■ ABOUT THIS EXERCISE: Say how many lines in the records contain "below". The reply must consist of the number alone.

====== MATERIALS PROVIDED ======

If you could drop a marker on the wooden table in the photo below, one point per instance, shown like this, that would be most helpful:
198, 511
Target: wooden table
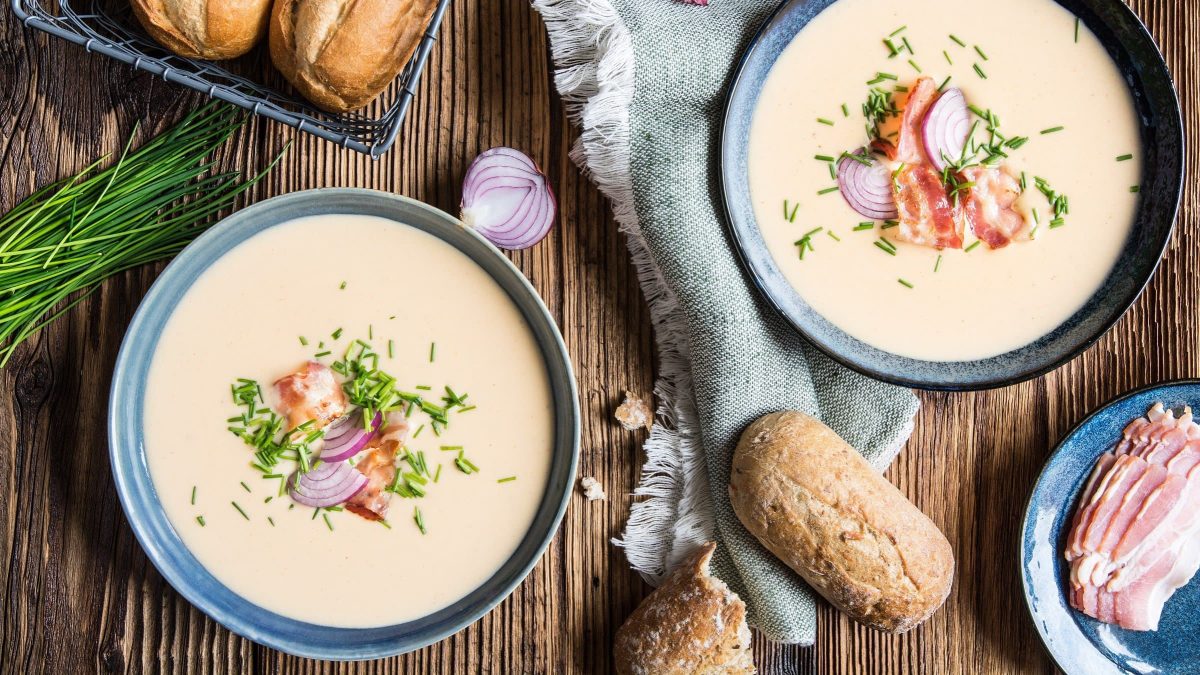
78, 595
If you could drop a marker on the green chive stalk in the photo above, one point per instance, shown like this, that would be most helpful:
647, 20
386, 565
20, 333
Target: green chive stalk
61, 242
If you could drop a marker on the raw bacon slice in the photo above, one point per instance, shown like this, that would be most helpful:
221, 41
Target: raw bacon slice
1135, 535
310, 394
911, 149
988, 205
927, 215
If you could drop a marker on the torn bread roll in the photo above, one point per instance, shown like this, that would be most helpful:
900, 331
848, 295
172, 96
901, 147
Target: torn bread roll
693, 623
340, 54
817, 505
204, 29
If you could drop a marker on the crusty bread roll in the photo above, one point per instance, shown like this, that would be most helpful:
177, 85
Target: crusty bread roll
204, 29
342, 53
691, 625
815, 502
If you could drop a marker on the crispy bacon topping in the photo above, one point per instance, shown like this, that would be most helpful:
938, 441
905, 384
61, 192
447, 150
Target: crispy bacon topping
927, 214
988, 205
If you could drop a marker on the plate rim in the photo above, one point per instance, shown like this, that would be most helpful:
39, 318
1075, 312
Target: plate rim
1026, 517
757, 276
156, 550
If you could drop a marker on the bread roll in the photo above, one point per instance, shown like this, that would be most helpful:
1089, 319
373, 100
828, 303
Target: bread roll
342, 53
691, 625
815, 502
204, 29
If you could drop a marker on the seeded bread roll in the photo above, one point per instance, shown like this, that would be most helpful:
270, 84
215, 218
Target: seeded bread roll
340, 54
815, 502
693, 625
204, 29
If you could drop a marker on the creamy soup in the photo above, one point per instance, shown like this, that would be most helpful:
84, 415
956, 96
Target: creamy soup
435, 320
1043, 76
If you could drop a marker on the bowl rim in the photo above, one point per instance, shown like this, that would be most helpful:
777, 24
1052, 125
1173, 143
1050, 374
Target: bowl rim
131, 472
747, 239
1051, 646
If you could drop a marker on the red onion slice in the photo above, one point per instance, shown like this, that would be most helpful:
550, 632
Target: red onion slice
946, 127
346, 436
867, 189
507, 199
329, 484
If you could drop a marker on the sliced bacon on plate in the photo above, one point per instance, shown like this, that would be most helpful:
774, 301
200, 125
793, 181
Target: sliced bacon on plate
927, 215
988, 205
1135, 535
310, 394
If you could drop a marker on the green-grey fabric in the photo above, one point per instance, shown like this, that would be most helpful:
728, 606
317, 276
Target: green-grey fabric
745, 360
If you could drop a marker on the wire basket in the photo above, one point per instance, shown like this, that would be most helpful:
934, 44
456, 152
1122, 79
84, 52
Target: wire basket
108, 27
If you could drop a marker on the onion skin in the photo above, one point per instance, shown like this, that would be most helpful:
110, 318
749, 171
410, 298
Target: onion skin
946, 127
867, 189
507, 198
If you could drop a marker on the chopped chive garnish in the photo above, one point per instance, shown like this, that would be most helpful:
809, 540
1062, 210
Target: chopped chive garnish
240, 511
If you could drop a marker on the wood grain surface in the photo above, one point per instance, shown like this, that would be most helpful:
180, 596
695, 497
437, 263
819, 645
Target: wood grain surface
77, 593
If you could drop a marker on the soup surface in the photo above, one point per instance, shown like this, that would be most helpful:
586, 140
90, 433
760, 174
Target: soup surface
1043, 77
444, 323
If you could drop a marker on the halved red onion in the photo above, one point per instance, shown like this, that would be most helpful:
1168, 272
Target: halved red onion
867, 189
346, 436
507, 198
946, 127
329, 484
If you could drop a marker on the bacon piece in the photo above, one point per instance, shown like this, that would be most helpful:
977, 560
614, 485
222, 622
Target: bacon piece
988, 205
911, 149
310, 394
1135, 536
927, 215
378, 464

======
====== MATERIALS PROVIDED ======

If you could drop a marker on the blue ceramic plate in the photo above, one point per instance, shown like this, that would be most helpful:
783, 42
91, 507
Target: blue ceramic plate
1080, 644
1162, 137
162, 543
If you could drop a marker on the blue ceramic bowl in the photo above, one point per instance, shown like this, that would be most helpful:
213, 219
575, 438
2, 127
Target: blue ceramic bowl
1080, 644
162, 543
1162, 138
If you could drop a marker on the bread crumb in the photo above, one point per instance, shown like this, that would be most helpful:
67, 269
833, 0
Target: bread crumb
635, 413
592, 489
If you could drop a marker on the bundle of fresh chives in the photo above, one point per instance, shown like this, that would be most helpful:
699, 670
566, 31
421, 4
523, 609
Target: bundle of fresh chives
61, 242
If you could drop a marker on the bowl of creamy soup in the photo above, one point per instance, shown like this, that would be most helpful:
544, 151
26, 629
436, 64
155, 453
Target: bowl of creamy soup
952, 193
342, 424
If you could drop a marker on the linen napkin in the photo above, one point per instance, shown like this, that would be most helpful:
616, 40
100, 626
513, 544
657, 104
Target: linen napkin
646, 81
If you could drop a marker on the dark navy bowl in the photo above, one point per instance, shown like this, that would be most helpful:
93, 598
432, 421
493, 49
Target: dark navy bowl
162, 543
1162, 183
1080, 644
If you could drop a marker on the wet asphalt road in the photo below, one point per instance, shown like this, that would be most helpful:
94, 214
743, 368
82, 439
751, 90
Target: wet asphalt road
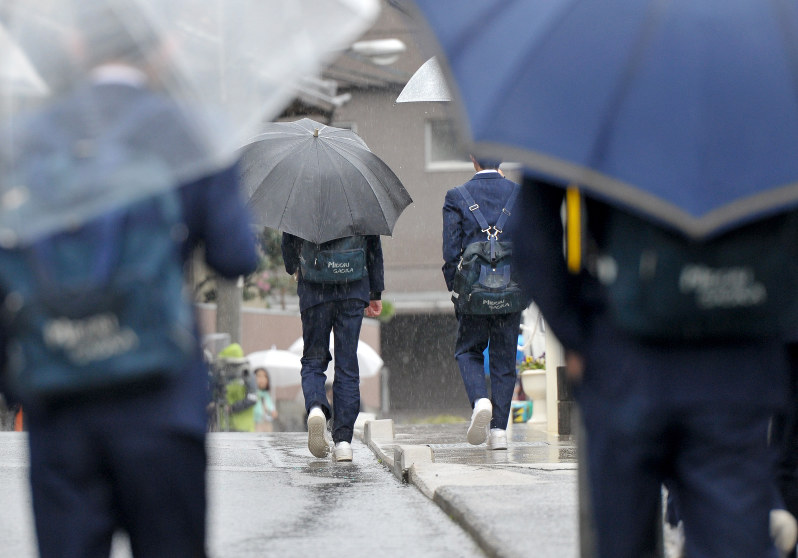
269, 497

======
====== MATERIALS PROVIDED ======

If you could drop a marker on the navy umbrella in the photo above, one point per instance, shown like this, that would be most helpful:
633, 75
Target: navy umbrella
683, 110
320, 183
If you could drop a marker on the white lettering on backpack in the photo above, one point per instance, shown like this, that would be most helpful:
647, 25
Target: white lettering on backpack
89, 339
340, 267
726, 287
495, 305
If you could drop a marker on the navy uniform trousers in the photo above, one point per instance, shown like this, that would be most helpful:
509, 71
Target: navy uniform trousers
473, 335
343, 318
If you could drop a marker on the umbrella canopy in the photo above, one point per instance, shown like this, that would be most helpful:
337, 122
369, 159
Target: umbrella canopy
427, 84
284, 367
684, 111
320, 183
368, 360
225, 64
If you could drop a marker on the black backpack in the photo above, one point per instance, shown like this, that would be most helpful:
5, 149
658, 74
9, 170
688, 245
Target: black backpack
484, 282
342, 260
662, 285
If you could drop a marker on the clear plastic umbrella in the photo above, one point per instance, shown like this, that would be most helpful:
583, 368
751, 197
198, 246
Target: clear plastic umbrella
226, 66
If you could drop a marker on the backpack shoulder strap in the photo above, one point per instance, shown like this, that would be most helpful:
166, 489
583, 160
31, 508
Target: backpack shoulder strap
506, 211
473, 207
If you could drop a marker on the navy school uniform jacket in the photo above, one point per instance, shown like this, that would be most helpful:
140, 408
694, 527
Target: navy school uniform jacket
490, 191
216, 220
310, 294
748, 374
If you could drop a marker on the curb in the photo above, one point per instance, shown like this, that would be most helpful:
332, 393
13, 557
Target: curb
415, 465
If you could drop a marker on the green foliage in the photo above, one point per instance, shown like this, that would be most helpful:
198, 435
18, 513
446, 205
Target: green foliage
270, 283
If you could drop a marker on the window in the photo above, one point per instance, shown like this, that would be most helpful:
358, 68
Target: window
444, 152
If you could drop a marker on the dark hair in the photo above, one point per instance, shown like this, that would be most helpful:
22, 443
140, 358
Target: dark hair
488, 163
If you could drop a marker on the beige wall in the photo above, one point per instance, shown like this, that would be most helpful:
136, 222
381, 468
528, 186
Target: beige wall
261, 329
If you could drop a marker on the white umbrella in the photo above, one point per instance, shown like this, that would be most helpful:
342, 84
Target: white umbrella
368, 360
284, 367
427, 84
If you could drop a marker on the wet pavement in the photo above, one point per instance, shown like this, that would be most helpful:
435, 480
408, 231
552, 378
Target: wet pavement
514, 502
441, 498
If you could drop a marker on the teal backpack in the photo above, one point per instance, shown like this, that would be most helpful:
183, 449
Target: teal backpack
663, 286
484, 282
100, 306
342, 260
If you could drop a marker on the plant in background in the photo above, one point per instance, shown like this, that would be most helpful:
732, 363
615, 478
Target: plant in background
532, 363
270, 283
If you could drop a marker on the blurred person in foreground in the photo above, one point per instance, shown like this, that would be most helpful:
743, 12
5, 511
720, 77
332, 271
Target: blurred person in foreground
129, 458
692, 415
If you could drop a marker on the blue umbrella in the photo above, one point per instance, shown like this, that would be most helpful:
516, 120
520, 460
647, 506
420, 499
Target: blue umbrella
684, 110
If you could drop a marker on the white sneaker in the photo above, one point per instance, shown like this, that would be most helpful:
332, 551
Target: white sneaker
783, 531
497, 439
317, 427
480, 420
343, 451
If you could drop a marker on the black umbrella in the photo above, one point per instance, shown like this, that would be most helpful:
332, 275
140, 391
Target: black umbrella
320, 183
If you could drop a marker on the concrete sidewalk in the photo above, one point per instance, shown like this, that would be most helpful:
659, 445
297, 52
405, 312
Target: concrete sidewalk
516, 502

======

■ ANSWER TO THE EXERCISE: 2